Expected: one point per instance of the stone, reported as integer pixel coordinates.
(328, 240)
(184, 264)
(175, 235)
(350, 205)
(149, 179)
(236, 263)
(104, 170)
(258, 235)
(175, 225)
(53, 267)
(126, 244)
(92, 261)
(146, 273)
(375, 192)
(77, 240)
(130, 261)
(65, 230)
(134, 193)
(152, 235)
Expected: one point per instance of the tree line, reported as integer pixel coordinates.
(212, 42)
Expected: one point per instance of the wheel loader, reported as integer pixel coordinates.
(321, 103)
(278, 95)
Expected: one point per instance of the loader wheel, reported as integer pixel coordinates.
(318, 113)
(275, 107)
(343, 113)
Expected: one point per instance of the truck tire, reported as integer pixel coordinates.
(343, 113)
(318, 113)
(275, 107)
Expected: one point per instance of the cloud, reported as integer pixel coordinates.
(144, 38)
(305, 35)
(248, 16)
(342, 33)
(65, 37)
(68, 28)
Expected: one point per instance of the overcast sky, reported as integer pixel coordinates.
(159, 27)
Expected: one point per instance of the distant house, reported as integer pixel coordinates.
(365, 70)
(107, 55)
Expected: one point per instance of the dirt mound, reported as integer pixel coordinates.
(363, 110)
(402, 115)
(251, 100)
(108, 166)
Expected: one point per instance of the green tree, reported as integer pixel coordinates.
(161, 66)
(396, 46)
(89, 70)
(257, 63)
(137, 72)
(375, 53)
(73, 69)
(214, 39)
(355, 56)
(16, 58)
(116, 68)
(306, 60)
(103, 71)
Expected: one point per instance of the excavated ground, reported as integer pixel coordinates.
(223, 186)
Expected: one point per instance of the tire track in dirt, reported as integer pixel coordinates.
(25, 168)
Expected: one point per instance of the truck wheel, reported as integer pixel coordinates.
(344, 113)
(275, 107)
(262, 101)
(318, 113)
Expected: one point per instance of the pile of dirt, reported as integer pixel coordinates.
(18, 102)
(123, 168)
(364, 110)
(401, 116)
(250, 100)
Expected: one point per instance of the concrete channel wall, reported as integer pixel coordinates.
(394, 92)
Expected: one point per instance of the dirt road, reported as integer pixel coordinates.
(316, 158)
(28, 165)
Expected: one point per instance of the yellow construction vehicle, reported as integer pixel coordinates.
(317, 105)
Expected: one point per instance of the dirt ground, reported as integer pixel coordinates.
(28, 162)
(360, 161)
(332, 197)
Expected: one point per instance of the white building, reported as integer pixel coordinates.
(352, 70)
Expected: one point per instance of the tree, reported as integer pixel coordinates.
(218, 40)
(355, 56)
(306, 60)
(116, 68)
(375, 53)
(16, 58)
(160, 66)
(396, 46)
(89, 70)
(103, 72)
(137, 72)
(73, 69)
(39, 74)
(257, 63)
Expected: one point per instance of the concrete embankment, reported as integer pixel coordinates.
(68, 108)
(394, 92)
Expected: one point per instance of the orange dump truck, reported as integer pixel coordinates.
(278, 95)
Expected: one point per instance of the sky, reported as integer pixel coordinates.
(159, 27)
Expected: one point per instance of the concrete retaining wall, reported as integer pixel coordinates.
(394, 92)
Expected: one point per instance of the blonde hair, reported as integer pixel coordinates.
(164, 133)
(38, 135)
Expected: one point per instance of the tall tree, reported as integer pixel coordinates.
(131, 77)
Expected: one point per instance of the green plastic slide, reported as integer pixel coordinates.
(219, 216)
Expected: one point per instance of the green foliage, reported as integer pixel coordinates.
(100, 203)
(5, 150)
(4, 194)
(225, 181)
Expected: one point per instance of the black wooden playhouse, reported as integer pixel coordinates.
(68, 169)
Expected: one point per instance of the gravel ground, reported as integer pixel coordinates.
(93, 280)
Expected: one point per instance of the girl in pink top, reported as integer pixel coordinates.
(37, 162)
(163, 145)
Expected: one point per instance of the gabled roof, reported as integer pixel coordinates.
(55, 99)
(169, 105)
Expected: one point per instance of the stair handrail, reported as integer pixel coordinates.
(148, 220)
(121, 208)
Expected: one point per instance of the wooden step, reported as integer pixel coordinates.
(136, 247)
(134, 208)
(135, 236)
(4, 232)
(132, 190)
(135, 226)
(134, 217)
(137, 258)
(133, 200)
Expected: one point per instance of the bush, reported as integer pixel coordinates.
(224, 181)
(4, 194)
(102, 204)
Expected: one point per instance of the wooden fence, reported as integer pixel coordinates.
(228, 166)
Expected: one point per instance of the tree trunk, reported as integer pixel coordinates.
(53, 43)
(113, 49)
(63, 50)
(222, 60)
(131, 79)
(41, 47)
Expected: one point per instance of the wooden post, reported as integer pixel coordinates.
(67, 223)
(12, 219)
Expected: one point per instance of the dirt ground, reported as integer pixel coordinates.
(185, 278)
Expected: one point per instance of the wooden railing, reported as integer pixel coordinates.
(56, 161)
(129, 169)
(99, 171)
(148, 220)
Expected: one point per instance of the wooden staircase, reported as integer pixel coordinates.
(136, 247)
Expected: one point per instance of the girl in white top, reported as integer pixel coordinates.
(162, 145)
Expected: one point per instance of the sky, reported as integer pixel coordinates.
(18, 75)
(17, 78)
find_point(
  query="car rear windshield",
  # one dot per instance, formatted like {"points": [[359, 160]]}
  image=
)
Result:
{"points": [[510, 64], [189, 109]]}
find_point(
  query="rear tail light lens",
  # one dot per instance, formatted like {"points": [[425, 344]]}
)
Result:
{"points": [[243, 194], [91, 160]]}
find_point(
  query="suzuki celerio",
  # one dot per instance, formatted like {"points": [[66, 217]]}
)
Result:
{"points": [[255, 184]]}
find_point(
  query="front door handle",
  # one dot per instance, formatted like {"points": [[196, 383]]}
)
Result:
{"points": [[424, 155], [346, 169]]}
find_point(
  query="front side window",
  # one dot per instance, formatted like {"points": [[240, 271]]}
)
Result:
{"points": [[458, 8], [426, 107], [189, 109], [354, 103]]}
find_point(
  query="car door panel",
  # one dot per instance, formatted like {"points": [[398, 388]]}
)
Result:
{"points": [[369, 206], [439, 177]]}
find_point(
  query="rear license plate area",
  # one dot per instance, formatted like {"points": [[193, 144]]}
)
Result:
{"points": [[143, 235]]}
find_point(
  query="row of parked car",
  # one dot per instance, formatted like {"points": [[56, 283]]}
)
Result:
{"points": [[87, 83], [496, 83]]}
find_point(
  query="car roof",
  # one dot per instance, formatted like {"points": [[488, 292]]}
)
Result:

==*==

▶ [THE PROBLEM]
Report every line of the material above in which "door" appears.

▶ [EXERCISE SOLUTION]
  query="front door handle",
  query="car door panel",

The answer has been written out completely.